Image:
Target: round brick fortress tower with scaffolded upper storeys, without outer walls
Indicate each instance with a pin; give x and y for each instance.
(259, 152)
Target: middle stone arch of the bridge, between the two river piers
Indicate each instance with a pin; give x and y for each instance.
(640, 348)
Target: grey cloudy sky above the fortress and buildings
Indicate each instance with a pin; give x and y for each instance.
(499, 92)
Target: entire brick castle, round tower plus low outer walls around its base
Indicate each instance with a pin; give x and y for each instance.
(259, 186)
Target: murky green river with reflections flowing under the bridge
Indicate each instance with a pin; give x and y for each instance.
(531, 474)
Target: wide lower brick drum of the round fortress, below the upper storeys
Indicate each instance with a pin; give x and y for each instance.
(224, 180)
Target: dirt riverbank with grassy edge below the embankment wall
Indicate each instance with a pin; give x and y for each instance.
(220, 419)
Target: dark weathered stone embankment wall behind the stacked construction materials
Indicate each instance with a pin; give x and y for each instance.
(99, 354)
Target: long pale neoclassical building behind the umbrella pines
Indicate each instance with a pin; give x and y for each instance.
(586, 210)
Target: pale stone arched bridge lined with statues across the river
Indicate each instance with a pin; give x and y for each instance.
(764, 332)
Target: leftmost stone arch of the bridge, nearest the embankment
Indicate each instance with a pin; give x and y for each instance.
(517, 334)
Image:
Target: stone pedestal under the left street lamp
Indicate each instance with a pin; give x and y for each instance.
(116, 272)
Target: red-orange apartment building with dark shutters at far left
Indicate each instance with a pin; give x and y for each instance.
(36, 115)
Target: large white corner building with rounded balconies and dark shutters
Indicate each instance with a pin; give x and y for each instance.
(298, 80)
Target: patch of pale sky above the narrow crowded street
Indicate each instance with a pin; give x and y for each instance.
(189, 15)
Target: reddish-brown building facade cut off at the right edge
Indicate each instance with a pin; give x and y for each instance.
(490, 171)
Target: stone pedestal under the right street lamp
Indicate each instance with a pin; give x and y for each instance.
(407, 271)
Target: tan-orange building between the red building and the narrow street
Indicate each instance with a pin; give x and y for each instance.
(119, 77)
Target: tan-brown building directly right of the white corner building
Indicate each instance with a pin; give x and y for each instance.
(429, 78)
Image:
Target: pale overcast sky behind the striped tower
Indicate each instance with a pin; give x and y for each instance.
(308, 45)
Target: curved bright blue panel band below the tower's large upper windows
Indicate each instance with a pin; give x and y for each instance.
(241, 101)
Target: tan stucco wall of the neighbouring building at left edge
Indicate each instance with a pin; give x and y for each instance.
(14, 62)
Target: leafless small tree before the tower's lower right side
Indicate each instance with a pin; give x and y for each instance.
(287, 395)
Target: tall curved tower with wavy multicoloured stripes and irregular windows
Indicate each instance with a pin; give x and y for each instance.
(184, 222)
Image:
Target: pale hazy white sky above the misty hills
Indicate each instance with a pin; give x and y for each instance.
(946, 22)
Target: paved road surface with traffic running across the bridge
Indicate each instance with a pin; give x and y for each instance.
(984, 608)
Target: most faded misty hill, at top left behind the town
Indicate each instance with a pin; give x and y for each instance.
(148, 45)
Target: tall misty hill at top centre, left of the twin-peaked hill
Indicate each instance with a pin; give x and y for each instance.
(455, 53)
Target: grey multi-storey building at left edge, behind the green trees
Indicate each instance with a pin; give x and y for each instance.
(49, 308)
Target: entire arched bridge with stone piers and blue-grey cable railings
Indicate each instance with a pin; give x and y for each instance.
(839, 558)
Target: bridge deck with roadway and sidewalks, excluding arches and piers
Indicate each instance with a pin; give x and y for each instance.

--

Requirement: Find how many lines of the material carry the string "behind". Only the number should be in the answer.

Output: 5